ÉNONCÉ: Dans la présentation du roman, recopiez à l'identique le passage qui va de « - Editeur : Plumes » jusqu'à « chantiers de fouilles. » inclus.

DOCUMENT:
= = = =

Rien n'est moins raisonnable que de vouloir que les enfants le soient. (Madame de Maintenon)

"Des pilleurs à l'archéo-colo"

Vient de paraître 
    - Titre : "Des pilleurs à l'archéo-colo".
    - Auteur : Corinne Ferrand-Moulin.
    - Illustrations : Véronique Gandolfo.
    - Editeur : Plumes d'Ardèche.
    - Âge : à partir de 9 ans.
    - ISBN : 978-2-9151-9502-6.
    - Prix : 7,90 €.
    - Disponible : Librairie Vedel, 07260, Joyeuse.
    - Site web : http://corinne-ferrand-moulin.faaroo.com/site/easyweb/%20Accueil_824.html.


L'auteur :
Corinne Ferrand-Moulin est bibliothéquaire et romancière. Fille de Maurice Ferrand, détecteuriste repenti, archéologue à la retraite, membre de l'association anti-UDM et inventeur d'un brouilleur de détecteurs, elle a depuis toujours été, comme les enfants du roman, intéressée par l'archéologie et les chantiers de fouilles.

La genèse :
Au cours d'un festival de l'archéologie elle a assisté à une conférence de G. Compagnon sur le pillage des sites archéologiques. Le sujet l'a interpelée et elle a pensé qu'il serait opportun de sensibiliser les jeunes à l'archéologie, au respect du patrimoine, et à la fragilité de ce dernier, au travers d'un roman adapté à leur âge. L'idée est bonne, même excellente, mais pourquoi n'écouter qu'un son de cloche et ne pas s'informer également du point de vue des détecteuristes ?

L'histoire :
Le roman ne fait que 100 pages de petit format, le résumer reviendrait vite à raconter toute l'histoire ce qui ne serait pas honnête vis à vis de l'auteur. Disons tout de même que l'histoire se passe sur le chantier de fouilles d'Alba la Romaine, dans l'Ardèche, où des enfants d'une dizaine d'années (une classe de CM2) participent à une colonie de vacances orientée "découverte de l'archéologie" et que cette belle expérience sera entachée par la présence intrusive de pilleurs de sites. Même s'il y a sûrement peu d'enfants qui consultent "Détect +", nous n'en dirons pas plus pour ménager le suspense.

Le fond :
Sur le fond, il n'y a pas grand chose à redire. L'histoire n'étant qu'une fiction dans le style des romans d'aventure pour enfants de la "bibliothèque verte" dans les années 60, elle peut se permettre d'être invraisemblable pour des adultes. De plus, tels qu'ils sont décrits, les "pilleurs" en sont bien puisqu'ils viennent, de nuit, sur un chantier en cours de fouille, voler des objets archéologique. Rien à dire donc de ce côté là.

= = = =

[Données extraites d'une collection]
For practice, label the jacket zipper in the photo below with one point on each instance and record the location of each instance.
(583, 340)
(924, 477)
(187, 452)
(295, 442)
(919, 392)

= = = =

CORRIGÉ DE L'EXERCICE:
- Editeur : Plumes d'Ardèche.
    - Âge : à partir de 9 ans.
    - ISBN : 978-2-9151-9502-6.
    - Prix : 7,90 €.
    - Disponible : Librairie Vedel, 07260, Joyeuse.
    - Site web : http://corinne-ferrand-moulin.faaroo.com/site/easyweb/%20Accueil_824.html.


L'auteur :
Corinne Ferrand-Moulin est bibliothéquaire et romancière. Fille de Maurice Ferrand, détecteuriste repenti, archéologue à la retraite, membre de l'association anti-UDM et inventeur d'un brouilleur de détecteurs, elle a depuis toujours été, comme les enfants du roman, intéressée par l'archéologie et les chantiers de fouilles.